The minister explained that this decision was made “in response to this unfriendly act and considering the repeated actions by the current and former presidents of that country to interfere in Peru’s internal affairs.”

De Zela stated that the Peruvian government today “learned with surprise and deep regret that former Prime Minister Betssy Chávez, the alleged co-author of the coup attempt by former President Pedro Castillo,” is currently in the Mexican embassy.

“I deeply regret that the Mexican government persists in its misguided and unacceptable position, which has led us to break diplomatic relations with a country with which, until these events, we had a fraternal relationship and shared many commonalities,” he emphasized.

The foreign minister clarified that the severing of diplomatic relations “does not mean” that “consular relations” with Mexico have been severed.

De Zela also said that what “needs to happen now is to receive formal communication from the Mexican government to begin the process” of potential asylum for Chávez, something that has not yet occurred, he specified.

Betssy Chávez is being prosecuted by the Peruvian justice system for her alleged participation in the failed coup attempt on December 7, 2022, led by then-President Pedro Castillo, under whom she served as prime minister.

Chávez was released in early September while in a Lima clinic, where she had been admitted for dehydration following a 12-day hunger strike in the prison where she had been held since June 2023.

The Constitutional Court (TC) had ordered her immediate release shortly before, determining that she had been the victim of arbitrary detention when the Prosecutor’s Office failed to request an extension of her pretrial detention in a timely manner.

Both the current president of Mexico, Claudia Sheinbaum, and her predecessor, Andrés Manuel López Obrador, have repeatedly demanded Castillo’s release, arguing that she was the one who actually suffered a coup d’état, which they attribute to the powerful Peruvian groups that control Congress.

TASK A: Translate this sentence from the passage on Peru and Mexico into Spanish: "The foreign minister clarified that the severing of diplomatic relations “does not mean” that “consular relations” with Mexico have been severed."
TASK B: From the passage on Peru and Mexico, reproduce word for word the part starting with "Both the current" and going on through "that control Congress.".

RECORDS PROVIDED:
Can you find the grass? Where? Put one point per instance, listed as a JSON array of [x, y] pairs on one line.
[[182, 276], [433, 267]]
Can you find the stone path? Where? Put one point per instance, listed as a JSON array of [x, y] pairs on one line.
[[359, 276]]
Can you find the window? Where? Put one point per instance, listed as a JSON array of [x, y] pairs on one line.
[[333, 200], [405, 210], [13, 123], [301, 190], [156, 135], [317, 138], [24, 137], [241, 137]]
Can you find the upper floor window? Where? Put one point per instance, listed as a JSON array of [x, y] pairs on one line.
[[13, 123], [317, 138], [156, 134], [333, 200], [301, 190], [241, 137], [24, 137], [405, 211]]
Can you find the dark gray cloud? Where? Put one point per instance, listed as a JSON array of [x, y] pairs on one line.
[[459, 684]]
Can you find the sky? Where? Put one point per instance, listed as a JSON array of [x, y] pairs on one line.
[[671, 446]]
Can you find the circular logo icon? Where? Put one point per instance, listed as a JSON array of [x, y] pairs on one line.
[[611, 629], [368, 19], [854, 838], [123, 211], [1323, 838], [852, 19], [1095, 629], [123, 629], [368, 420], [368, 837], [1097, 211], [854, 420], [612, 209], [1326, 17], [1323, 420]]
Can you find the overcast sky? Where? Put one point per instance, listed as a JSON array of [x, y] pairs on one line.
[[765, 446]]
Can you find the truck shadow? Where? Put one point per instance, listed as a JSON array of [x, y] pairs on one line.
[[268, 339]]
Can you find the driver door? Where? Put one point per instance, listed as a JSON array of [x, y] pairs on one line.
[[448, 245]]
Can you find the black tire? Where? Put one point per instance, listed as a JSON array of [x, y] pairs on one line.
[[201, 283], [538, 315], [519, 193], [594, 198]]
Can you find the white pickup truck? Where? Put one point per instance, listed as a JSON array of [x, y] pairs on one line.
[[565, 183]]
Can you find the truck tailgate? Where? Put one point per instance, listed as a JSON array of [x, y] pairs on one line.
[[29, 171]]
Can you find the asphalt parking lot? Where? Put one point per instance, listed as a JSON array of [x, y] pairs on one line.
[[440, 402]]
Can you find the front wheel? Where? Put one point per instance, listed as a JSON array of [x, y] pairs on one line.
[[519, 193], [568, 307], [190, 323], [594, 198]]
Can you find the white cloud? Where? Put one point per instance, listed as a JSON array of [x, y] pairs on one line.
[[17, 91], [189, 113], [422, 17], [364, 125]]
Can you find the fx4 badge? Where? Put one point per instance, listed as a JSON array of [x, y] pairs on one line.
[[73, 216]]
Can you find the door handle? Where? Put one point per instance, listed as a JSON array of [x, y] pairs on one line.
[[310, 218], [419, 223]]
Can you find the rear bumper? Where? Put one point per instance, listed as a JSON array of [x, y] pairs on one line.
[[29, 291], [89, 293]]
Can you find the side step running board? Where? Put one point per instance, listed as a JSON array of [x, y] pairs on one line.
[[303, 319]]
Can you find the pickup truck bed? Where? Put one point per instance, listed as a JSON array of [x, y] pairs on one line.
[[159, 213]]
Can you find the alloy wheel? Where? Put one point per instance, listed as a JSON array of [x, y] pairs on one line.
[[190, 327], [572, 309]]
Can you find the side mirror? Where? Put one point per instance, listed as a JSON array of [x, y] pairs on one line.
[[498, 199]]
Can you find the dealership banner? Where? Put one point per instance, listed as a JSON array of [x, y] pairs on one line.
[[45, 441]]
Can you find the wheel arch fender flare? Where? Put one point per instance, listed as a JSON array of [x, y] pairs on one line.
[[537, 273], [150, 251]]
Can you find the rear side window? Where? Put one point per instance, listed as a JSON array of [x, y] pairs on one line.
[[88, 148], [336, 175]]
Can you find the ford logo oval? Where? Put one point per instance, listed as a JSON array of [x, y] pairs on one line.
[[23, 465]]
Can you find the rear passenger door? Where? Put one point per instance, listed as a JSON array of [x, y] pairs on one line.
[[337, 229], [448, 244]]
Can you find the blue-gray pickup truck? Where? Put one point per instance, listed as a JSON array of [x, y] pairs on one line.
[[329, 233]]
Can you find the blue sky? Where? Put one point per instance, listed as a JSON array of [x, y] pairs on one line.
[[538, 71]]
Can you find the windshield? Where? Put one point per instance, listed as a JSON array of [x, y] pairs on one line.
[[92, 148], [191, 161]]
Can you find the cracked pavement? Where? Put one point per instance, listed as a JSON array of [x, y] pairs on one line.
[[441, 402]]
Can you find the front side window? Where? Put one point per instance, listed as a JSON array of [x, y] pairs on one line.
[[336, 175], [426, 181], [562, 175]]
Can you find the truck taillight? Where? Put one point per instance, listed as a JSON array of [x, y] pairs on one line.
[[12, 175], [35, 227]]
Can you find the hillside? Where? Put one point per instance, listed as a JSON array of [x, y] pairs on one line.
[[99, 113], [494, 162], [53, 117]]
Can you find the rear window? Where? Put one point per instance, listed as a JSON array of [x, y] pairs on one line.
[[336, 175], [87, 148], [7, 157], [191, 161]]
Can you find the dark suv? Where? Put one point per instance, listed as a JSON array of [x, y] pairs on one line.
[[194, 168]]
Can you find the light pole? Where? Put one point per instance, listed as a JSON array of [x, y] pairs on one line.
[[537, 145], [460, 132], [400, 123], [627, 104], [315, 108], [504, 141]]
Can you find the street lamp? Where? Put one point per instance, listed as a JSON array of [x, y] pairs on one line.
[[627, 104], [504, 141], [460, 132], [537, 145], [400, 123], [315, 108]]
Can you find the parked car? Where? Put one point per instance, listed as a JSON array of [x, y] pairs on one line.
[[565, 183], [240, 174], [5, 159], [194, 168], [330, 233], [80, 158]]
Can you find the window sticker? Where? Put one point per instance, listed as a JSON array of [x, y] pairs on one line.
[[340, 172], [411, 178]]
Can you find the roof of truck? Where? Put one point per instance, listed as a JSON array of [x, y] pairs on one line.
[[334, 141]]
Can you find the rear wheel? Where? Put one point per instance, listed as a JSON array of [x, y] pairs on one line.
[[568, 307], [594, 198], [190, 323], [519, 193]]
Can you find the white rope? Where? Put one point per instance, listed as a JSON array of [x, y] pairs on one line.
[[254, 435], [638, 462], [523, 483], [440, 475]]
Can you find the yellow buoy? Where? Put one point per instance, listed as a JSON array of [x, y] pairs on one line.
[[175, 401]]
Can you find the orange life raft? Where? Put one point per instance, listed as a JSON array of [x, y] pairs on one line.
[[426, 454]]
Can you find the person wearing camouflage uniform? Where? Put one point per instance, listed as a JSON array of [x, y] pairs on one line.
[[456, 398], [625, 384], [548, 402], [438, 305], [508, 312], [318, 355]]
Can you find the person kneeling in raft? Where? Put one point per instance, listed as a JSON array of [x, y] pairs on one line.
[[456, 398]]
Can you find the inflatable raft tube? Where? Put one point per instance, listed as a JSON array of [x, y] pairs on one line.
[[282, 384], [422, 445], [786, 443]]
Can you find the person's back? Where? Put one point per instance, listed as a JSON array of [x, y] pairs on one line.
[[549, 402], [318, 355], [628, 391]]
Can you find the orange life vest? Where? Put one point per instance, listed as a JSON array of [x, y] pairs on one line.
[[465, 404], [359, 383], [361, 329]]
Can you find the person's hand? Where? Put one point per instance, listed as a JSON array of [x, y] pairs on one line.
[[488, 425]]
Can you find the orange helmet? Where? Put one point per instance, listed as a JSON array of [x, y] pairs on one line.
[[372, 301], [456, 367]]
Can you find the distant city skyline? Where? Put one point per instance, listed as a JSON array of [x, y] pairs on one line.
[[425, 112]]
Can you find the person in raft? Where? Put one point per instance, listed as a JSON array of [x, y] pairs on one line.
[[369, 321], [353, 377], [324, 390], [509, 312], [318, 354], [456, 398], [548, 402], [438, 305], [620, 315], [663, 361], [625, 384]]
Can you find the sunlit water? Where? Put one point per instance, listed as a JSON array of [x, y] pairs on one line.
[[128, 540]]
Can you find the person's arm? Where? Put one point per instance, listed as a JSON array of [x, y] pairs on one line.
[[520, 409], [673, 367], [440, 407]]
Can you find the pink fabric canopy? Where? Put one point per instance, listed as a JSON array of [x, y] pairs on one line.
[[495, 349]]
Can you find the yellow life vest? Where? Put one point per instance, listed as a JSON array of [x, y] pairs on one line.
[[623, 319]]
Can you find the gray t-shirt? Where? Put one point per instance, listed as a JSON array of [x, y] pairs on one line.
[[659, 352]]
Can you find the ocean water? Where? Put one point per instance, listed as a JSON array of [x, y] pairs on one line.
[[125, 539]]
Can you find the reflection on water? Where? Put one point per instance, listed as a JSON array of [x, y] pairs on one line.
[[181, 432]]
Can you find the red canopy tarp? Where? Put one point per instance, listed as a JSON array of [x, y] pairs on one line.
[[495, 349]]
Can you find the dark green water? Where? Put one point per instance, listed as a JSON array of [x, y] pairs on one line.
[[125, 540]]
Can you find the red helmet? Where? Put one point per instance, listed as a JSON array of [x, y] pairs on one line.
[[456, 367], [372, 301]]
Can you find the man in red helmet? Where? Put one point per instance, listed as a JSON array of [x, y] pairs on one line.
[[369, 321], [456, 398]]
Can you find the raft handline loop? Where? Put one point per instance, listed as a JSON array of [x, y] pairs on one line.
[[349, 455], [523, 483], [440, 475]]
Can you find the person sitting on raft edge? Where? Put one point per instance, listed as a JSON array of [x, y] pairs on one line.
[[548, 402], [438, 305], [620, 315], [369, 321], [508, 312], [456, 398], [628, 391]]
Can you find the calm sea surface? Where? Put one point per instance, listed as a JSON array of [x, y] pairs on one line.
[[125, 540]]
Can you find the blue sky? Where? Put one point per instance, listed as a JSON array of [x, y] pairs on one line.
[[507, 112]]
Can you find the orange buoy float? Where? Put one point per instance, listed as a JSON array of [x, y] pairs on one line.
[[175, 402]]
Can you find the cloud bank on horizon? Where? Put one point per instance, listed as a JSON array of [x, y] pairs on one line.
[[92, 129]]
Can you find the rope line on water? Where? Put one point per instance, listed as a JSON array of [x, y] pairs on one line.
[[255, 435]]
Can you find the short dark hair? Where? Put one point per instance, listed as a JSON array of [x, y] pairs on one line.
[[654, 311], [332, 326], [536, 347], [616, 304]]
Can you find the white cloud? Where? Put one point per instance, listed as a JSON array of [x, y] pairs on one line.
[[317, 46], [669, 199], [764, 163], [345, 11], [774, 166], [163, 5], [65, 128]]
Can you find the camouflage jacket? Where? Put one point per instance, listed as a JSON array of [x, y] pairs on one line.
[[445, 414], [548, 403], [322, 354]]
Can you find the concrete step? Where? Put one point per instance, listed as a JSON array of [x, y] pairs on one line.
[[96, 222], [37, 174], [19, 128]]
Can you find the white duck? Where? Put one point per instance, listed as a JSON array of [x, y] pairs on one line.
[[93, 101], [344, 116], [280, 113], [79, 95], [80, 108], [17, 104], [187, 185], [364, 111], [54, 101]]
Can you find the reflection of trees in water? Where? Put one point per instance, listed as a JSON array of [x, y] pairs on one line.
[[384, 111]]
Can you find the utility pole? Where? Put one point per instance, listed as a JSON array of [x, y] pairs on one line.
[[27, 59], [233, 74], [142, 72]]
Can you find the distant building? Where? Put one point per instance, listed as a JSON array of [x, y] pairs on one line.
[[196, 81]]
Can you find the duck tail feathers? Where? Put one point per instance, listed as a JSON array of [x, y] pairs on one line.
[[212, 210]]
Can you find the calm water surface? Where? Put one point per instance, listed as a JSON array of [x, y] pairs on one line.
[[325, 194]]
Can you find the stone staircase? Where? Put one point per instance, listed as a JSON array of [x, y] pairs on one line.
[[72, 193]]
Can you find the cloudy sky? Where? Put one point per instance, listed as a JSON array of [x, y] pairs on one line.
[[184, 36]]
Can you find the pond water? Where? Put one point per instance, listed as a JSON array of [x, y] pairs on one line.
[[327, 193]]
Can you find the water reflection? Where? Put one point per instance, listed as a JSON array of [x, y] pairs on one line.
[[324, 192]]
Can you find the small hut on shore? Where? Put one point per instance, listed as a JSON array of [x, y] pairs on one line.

TASK OUTPUT A: El canciller aclaró que la ruptura de las relaciones diplomáticas “no significa” que se hayan roto las “relaciones consulares” con México.

TASK OUTPUT B:
Both the current president of Mexico, Claudia Sheinbaum, and her predecessor, Andrés Manuel López Obrador, have repeatedly demanded Castillo’s release, arguing that she was the one who actually suffered a coup d’état, which they attribute to the powerful Peruvian groups that control Congress.